- What is required -
Keep images out and repeat all data exactly.

- Dataset content -
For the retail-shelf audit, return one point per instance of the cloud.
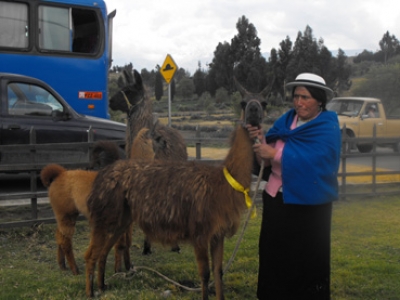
(146, 31)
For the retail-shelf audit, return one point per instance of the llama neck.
(239, 160)
(141, 117)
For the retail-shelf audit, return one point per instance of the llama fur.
(68, 192)
(172, 202)
(132, 98)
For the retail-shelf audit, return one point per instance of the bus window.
(54, 28)
(13, 25)
(68, 29)
(86, 35)
(27, 99)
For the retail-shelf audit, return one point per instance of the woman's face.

- Exercise answer -
For the retail-shelf audit, return one point per instance of the cloud.
(146, 31)
For the retail-shelf audit, return one point per instance of the llama neck.
(239, 160)
(141, 117)
For the retail-shelf audit, return one point per instance of the llama fur.
(68, 192)
(172, 202)
(132, 98)
For the retail-shelf audit, return one point per instance of the bus window.
(54, 28)
(13, 25)
(68, 29)
(86, 35)
(27, 99)
For the retail-shelf audit, return one point per instance of the woman's face.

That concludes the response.